> **EXERCISE AIM**: Reproduce the part of the records below that opens with the line containing "the green tree." and closes with the line containing "[[113, 34], [51, 29]]", with both of those lines included and every line kept unchanged.

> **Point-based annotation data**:

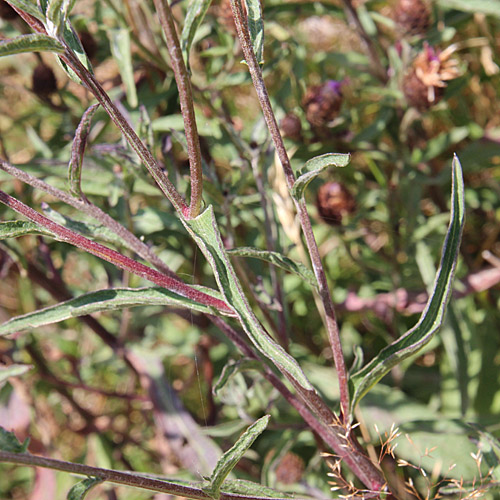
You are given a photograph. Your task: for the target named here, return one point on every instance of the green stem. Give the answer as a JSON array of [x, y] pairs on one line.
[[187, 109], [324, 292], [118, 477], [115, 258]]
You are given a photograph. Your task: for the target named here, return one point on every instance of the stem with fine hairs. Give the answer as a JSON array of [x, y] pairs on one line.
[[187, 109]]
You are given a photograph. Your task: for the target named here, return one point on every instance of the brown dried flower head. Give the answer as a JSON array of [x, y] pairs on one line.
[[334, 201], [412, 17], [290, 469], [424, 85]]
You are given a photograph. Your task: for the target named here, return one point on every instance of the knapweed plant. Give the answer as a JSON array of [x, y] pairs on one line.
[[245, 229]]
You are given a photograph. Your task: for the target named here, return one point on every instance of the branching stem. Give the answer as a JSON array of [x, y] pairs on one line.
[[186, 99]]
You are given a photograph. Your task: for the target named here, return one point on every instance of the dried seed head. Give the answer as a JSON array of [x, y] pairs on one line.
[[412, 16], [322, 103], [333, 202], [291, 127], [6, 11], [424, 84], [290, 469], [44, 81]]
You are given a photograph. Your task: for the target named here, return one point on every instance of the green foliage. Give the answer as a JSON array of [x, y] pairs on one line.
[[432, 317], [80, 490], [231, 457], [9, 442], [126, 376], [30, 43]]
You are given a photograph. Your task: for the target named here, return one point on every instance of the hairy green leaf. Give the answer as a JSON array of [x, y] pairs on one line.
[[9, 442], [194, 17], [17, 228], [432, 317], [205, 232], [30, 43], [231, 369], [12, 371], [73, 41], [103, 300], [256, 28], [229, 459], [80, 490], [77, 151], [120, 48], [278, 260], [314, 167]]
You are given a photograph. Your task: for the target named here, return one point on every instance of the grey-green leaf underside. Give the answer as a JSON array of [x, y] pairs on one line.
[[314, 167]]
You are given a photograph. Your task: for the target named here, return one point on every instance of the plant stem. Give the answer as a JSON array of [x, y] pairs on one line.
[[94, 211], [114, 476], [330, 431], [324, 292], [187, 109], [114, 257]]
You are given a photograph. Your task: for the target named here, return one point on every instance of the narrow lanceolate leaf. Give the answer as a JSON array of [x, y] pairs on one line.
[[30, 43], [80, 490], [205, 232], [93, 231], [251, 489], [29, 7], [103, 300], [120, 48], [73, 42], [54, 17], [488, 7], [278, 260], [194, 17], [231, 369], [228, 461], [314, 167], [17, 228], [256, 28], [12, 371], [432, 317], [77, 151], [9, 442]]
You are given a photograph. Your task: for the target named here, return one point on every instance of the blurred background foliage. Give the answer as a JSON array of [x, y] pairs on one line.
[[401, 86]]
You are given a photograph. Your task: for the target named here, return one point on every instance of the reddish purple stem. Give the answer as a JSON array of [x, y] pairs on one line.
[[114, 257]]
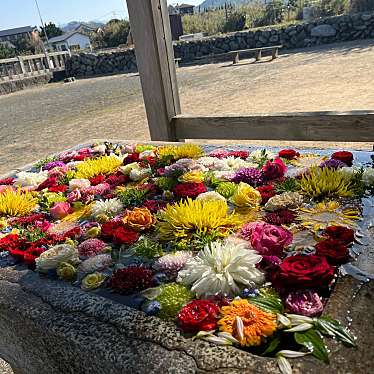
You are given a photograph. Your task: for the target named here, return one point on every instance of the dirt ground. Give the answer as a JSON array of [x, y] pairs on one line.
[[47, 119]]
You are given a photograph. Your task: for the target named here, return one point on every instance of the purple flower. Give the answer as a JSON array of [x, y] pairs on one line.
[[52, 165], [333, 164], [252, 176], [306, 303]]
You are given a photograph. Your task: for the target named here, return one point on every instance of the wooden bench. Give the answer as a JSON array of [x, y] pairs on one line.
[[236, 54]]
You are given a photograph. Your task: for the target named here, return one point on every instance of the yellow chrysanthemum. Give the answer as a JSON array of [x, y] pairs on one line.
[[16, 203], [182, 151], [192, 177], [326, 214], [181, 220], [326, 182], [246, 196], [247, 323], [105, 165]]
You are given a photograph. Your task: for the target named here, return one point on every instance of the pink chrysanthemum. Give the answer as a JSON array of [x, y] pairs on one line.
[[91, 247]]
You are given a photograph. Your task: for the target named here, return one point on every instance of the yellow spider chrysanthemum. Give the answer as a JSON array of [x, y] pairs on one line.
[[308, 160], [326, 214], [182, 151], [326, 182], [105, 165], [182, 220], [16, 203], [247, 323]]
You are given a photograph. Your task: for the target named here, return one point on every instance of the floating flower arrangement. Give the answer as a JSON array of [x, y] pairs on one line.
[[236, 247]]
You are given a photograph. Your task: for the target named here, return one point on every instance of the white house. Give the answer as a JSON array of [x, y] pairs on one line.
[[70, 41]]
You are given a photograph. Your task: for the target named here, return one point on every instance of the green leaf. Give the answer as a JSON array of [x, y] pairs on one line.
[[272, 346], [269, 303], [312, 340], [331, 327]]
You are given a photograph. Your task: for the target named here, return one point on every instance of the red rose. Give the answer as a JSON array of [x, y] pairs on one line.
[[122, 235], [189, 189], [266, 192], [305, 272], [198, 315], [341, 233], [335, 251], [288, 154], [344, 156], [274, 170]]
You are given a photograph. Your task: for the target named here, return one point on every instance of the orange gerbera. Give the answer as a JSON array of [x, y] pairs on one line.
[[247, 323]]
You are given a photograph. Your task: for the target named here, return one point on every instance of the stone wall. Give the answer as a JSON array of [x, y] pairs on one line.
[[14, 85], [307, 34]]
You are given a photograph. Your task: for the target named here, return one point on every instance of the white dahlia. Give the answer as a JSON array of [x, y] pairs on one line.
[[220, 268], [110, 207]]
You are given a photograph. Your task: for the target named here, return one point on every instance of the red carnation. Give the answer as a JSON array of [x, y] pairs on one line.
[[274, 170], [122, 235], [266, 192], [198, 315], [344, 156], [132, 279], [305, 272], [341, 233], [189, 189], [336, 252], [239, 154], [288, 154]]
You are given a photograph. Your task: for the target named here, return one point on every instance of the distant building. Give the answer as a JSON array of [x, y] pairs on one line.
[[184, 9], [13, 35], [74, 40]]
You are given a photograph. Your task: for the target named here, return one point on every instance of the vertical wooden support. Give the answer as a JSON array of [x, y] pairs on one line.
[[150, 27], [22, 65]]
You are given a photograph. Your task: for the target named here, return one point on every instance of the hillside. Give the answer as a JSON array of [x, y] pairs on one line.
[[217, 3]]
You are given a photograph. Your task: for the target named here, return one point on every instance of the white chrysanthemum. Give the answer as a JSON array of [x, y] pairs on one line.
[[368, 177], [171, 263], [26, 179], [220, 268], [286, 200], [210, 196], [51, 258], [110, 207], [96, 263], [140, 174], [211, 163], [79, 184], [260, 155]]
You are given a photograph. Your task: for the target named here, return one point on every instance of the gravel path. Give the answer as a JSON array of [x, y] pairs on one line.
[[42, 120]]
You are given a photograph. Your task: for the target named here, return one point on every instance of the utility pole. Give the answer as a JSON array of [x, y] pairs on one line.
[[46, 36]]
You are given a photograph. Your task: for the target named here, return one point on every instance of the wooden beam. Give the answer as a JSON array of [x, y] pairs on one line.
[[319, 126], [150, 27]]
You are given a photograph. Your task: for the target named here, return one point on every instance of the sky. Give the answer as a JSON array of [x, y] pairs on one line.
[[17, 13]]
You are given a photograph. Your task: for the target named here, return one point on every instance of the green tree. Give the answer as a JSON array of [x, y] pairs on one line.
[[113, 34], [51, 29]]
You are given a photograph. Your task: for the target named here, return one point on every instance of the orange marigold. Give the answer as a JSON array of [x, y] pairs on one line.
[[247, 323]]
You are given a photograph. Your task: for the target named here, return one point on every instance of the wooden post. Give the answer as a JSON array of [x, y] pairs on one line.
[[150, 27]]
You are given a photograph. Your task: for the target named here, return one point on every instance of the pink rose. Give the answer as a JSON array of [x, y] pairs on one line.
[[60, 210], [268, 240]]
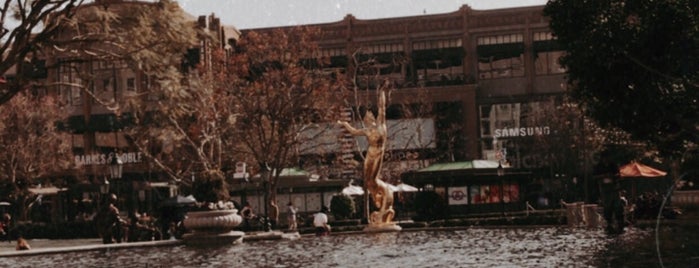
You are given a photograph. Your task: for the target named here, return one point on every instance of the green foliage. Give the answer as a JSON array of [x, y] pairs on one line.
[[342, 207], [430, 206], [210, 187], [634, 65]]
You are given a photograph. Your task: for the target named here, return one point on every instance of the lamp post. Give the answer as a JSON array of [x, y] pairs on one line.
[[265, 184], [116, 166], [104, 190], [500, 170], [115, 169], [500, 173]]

> **WORKED ANSWER**:
You are given a photograph. Your task: for the target named here, return one point on every instance of the green tree. Give the answer as a JSON array of [x, y] pairs on one line.
[[113, 34], [51, 29]]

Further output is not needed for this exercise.